══ Data records ══

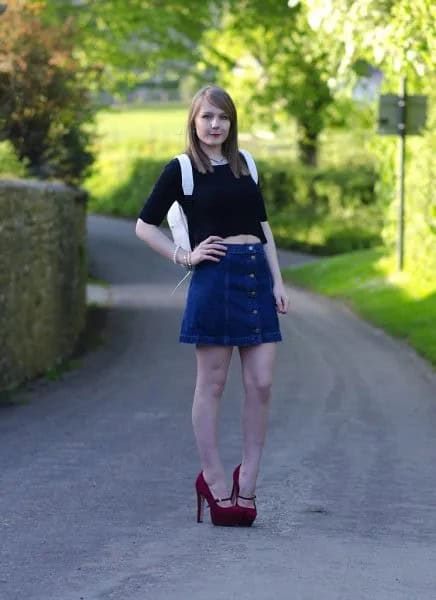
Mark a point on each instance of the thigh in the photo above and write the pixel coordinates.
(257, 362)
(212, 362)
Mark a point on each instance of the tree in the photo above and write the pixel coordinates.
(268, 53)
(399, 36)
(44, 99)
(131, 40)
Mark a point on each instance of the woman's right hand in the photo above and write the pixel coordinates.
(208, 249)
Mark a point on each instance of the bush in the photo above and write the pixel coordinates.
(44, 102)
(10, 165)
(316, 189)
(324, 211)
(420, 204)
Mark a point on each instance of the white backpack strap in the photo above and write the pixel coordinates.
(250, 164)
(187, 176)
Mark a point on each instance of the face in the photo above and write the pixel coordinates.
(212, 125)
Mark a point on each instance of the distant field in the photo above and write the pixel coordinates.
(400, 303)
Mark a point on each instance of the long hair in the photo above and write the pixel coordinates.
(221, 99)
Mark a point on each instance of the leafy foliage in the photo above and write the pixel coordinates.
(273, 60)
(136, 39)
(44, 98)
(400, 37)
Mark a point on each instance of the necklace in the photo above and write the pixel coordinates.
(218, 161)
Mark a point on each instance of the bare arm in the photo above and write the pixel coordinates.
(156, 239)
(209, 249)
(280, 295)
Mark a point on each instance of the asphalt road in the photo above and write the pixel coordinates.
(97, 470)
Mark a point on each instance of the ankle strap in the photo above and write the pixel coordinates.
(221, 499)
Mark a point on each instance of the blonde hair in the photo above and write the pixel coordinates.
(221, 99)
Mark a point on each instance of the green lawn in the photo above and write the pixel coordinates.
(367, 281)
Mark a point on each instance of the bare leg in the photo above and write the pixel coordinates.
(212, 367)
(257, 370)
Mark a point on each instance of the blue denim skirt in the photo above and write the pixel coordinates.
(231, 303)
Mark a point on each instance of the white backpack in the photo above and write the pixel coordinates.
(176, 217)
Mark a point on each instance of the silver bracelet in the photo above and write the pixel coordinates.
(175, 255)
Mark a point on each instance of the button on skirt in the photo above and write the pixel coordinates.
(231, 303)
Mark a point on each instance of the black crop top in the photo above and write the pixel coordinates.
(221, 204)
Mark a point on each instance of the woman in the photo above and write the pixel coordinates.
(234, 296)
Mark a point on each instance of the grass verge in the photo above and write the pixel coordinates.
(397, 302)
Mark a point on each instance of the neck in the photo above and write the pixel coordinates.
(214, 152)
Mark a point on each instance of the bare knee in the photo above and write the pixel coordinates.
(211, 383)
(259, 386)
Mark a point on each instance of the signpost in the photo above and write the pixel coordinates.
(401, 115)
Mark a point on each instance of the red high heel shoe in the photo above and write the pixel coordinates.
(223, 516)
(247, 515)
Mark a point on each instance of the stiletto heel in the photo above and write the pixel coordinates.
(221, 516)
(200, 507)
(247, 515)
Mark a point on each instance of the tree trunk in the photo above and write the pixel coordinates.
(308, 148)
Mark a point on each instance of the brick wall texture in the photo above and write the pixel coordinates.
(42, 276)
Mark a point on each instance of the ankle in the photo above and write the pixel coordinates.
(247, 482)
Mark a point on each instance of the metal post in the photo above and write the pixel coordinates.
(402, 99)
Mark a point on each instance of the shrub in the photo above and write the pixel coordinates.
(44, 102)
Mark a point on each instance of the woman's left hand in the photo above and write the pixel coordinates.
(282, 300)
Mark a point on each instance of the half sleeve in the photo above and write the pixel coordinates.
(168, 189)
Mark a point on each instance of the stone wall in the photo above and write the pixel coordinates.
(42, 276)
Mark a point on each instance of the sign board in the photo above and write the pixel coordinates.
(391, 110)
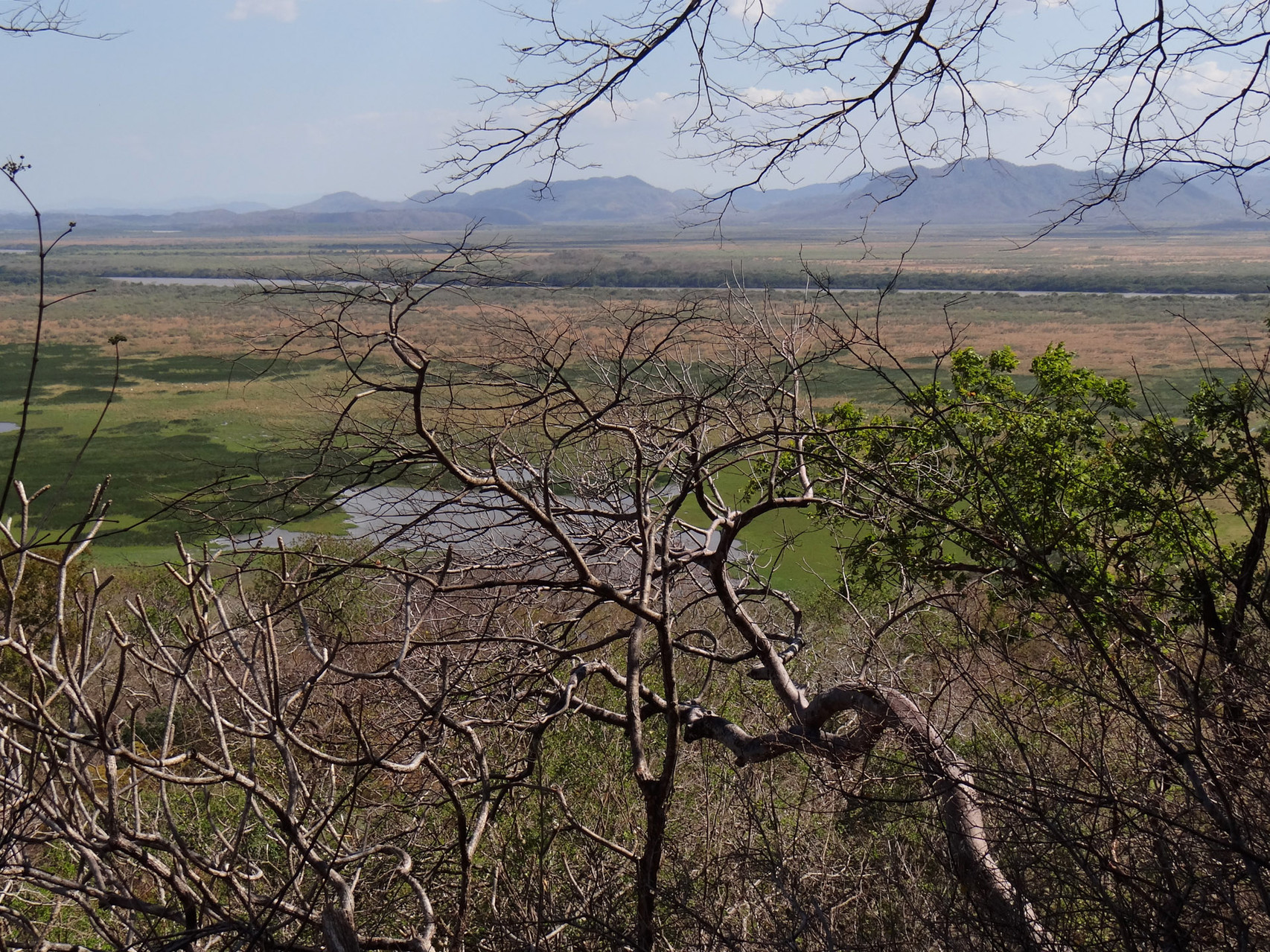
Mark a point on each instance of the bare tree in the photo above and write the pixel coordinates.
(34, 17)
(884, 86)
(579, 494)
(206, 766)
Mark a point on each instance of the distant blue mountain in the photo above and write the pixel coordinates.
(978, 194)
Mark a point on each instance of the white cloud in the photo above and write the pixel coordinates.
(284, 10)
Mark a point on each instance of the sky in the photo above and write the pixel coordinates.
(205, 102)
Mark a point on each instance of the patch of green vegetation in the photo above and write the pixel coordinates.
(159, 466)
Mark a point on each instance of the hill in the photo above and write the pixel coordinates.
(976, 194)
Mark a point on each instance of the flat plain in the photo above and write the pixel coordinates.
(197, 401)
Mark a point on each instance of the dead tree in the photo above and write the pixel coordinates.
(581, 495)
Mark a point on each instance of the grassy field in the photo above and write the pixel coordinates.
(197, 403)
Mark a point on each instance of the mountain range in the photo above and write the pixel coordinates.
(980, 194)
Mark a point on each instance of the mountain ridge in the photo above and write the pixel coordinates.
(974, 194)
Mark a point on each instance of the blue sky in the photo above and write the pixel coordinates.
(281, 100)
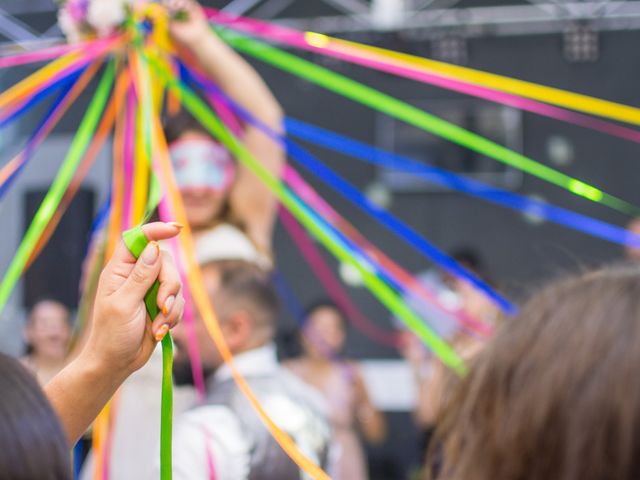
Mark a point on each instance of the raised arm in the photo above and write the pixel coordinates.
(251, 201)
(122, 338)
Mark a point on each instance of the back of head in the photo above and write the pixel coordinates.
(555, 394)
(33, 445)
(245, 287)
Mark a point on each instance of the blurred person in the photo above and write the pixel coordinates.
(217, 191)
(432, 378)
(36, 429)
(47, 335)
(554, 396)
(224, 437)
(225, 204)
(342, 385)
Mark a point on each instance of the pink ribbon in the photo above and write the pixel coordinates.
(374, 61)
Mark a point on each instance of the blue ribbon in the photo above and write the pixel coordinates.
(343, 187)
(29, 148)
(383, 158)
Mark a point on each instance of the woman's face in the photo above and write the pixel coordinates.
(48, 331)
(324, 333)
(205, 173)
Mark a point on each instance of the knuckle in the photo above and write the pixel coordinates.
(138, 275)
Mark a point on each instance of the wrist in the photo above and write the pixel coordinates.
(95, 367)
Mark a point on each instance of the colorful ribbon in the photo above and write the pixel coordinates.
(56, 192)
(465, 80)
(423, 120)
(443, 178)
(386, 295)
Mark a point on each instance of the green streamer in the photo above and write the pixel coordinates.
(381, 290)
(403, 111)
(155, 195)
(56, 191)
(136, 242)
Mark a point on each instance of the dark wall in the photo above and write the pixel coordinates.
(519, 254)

═══

## Written instruction
Make an exact copy of all entries above, dropping the images.

## Result for this task
Mark a point on each instance of the thigh in the photo above and write the pixel coordinates.
(257, 362)
(212, 362)
Mark a point on each instance of the tree in the photo above and write the pixel coordinates.
(268, 53)
(399, 36)
(44, 99)
(131, 40)
Mark a point on each instance of the woman's right hand in the photo above and write the pixel coordinates.
(208, 249)
Mark a point on each instance of the bush in the photo above and write the pixel coordinates.
(44, 102)
(10, 165)
(316, 189)
(324, 211)
(420, 204)
Mark a point on each instance of the white backpack strap in the photo above and write the pixel coordinates.
(250, 164)
(187, 176)
Mark a point on each instance of the face in the photo above and write the pixel coordinates.
(212, 125)
Mark a point on each instance of the distant field in the photo above and write the pixel coordinates.
(400, 303)
Mark a point on each instance of the long hair in the photo above and write the pixel coordinates.
(221, 99)
Mark a point on each instance of the leafy foliage in the photo above and write the pixel coordinates.
(273, 60)
(136, 39)
(44, 98)
(400, 37)
Mark a point on each instance of the necklace in the photo above and write the pixel coordinates.
(218, 161)
Mark a point on each instance of the bare arm in the photo above and write the pixel coordinates.
(156, 239)
(209, 249)
(280, 295)
Mark a point on each instance of the asphalt road in the photo above and write the pixel coordinates.
(97, 470)
Mark a point on each instance of the ankle strap in the photo above and write the pixel coordinates.
(221, 499)
Mark a point on each instance of the blonde hair in the photo above and write the pixel coordinates.
(221, 99)
Mark a point on each instance of the green lawn in the photo above and write the pixel coordinates.
(367, 281)
Mark a point on each instance of the bare leg in the photo above and write the pixel coordinates.
(212, 367)
(257, 370)
Mark a point on each instance of the blue denim skirt in the photo above and write the pixel coordinates.
(231, 303)
Mark a point on each instance of the white backpack in the photo above and write the pixel coordinates.
(176, 217)
Mark a point on each instance of the silver bracelet in the photo above and write the pixel coordinates.
(175, 255)
Mark a point on each instance of the button on skirt in the photo above and write the pixel coordinates.
(231, 303)
Mark a point on each instance of the black crop top in the photo above and write the pixel coordinates.
(221, 204)
Mark a point on each instance of the woman in the photo above and write the pixel coordinates.
(234, 296)
Mark a point on each instance of the grass verge in the photo above and write the pixel coordinates.
(397, 302)
Mark a point on each instance of the neck in the photo above and write the pixel coordinates.
(214, 152)
Mark a point on each instance of the bare knee in the photo above and write the pixel coordinates.
(211, 383)
(259, 386)
Mark a point on each instance of the signpost in the photo above and write the pixel coordinates.
(401, 115)
Mark a point on each instance of the red high heel shoe in the photo above and write the pixel coordinates.
(223, 516)
(247, 515)
Mark a point on each instance of the stiletto heel in the photo above and write the pixel coordinates.
(221, 516)
(200, 507)
(247, 515)
Mark a point on each instance of the tree trunk in the photo above and write the pixel coordinates.
(308, 148)
Mark a point on each instance of the brick wall texture in the photo above and write the pixel coordinates.
(42, 276)
Mark a point on each instance of the ankle in the photo above and write the pixel coordinates.
(247, 482)
Mark a point on each instance of the metal post in the photo above and write the pixel coordinates.
(402, 99)
Mark a point on each instance of the shrub in the photo above and write the pixel coordinates.
(44, 102)
Mark a point on each instance of the woman's left hand in the photo above and write the pixel coordinates.
(282, 300)
Mark a point on each instance of the half sleeve in the photo above and write the pixel coordinates.
(168, 189)
Mark a point on each instance of the stone wall in the photo above and write the pixel coordinates.
(42, 276)
Mark a point on each instance of the sign board in the photo above and write the pixel coordinates.
(391, 110)
Mark a point on each instance of the bare tree in the photo above and write the pixel coordinates.
(34, 17)
(884, 86)
(579, 494)
(206, 766)
Mark a point on each instance of the distant blue mountain in the photo above and write the pixel coordinates.
(978, 194)
Mark a point on each instance of the white cloud in the photo above and write the pixel coordinates.
(284, 10)
Mark a point on each instance of the sky in the photo above and write the pixel coordinates.
(205, 102)
Mark a point on each instance of the patch of green vegetation in the photo above and write the pixel coordinates.
(159, 466)
Mark a point on each instance of the hill in the photo above and write the pixel coordinates.
(976, 194)
Mark a point on each instance of the flat plain in the photo above and write the pixel coordinates.
(197, 401)
Mark a point on each instance of the dead tree in the photo above and write the pixel coordinates.
(581, 495)
Mark a point on each instance of the grassy field in the photo above and write the pixel coordinates.
(197, 403)
Mark a point on each instance of the mountain range in the photo above and write the pixel coordinates.
(980, 194)
Mark a point on each instance of the mountain ridge in the photo above and write the pixel coordinates.
(974, 194)
Mark a point on each instance of the blue sky in the photo above and write the pixel coordinates.
(281, 100)
Mark a point on each instance of the raised arm in the photo above and write the pixel coordinates.
(251, 201)
(122, 338)
Mark a point on each instance of the back of head in the photo above and write the pixel coordinates.
(555, 394)
(33, 445)
(245, 287)
Mark a point on each instance of the blurred person in the photo above and write the pixel coordinates.
(217, 191)
(432, 378)
(36, 429)
(47, 335)
(554, 396)
(224, 437)
(225, 204)
(342, 385)
Mark a point on each instance of the pink ribbon in the photo above and write the pixel coordinates.
(374, 61)
Mark a point on each instance of the blue ribbon in the photo above and write the pixel coordinates.
(343, 187)
(29, 148)
(383, 158)
Mark a point on each instance of the woman's face in the photo above and write the pixel coordinates.
(48, 331)
(324, 333)
(205, 173)
Mark a point on each instance of the knuckle in the photo above and write the pixel coordinates.
(138, 275)
Mark a point on each instance of the wrist in the photo above and write the pixel coordinates.
(95, 367)
Mark a point on each instance of the colorful ribbon in the photo above and write the pixel coordinates.
(56, 192)
(465, 80)
(423, 120)
(443, 178)
(386, 295)
Mark a point on each instance of the green streamer in the photo above and write the pixel coordinates.
(381, 290)
(403, 111)
(155, 195)
(56, 191)
(136, 242)
Mark a point on each instance of the dark wall in the photo above and write the pixel coordinates.
(519, 254)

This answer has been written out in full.